Elementary school me was not so tolerant of spice. In fact, I was rather picky. Picky, however, did not fly in an Asian household. In my household, if you threw up what you had just eaten—even if it was disgusting multivitamin pills—you had to pick up the remains of your puke and eat that too. If not, it was wasteful. Most importantly, at restaurants, you made sure to finish everything. Otherwise, you disrespected the chef's food.
That being said, I was rather spoiled. I didn't make my own breakfast; instead, my father made it for me. Microwaved bread, sometimes wth cheese inside, probably having sat at the counter for thirty minutes, sopping up its condensate juices from the plate it sat on. Or it was stale baguette bread, the kind that sliced the roof of your mouth open. Nowadays, I don't think I could stomach eating food like that again. But back then, I think this food was my normal. To me, food necessitated a little bit of suffering and discomfort. The enjoyment of eating needed to have a counterweight, a moment of pain or disgust.
As I grew older, things changed. Surprisingly, I made it to high school, where I was decent enough at violin to get into All-State, a state-wide music event. In ninth grade, it was held in Yakima, WA, which, to put it mildly, was extremely white. No good Asian food in sight. Your common suburbial sushi place? Gone. Maybe there's a diner on the other side of town. Or maybe a gaggle of restaurants somewhere. It was extremely white.
Now, "extremely white" hasn't exactly stopped Asian restaurants from popping up in the least expected places. As for quality, either it was the lowest of the low, or it was unusually put-together and authentic. I can't seem to think that there would be an "Okay" rural Asian restaurant in the states. Just "Super bad" and "Oh, this is actually good."
For my transport to Yakima, I had to carpool with two of my sister's friends (now ex-friends). Past the two-hour drive, it quickly became 11 o'clock and we were hungry. One of us had the brilliant idea to search for a restaurant using Google Maps (or was it Apple Maps?). We soon came across this Viet-Thai fusion restaurant for lunch, and the food selections were surprisingly promising.

Exercise goal: Copy the food memoir again, starting at the words "That being said, I" and ending after "pain or disgust.", with "father" changed to "mother".

Supplied information:
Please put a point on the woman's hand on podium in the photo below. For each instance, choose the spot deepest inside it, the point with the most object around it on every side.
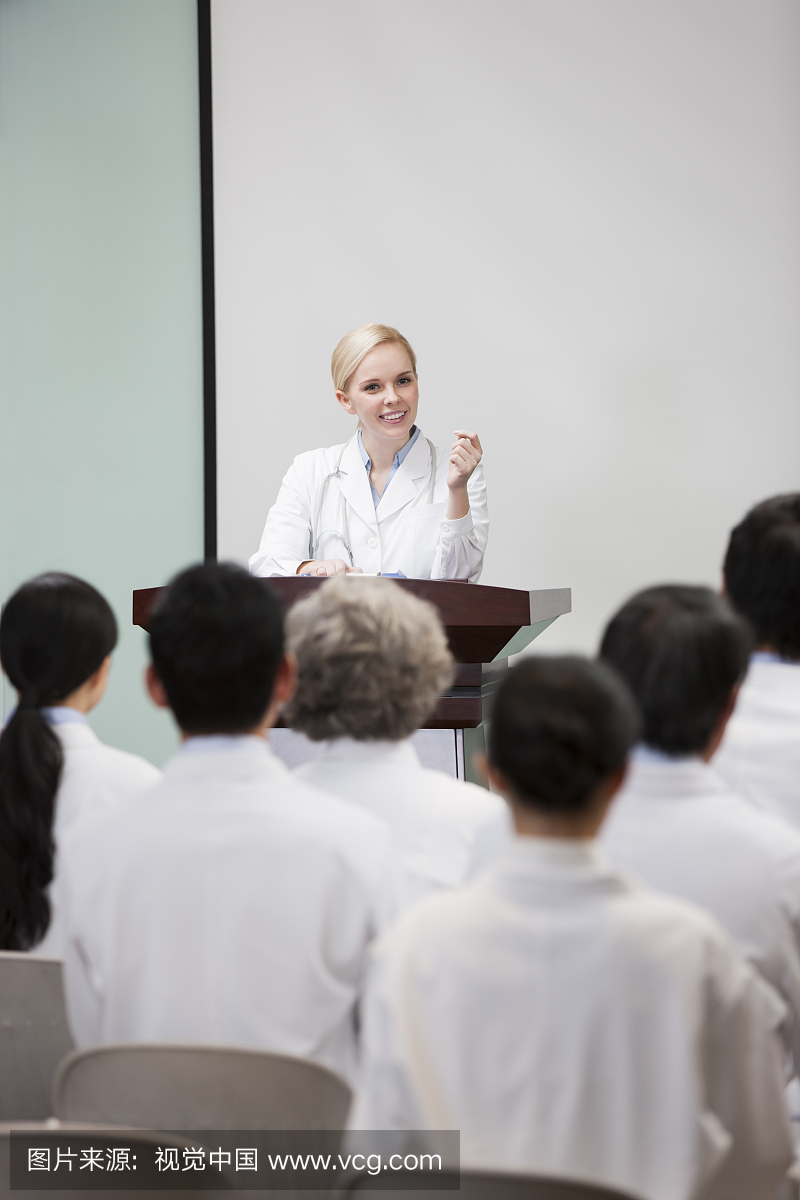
(328, 567)
(464, 457)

Result for this task:
That being said, I was rather spoiled. I didn't make my own breakfast; instead, my mother made it for me. Microwaved bread, sometimes wth cheese inside, probably having sat at the counter for thirty minutes, sopping up its condensate juices from the plate it sat on. Or it was stale baguette bread, the kind that sliced the roof of your mouth open. Nowadays, I don't think I could stomach eating food like that again. But back then, I think this food was my normal. To me, food necessitated a little bit of suffering and discomfort. The enjoyment of eating needed to have a counterweight, a moment of pain or disgust.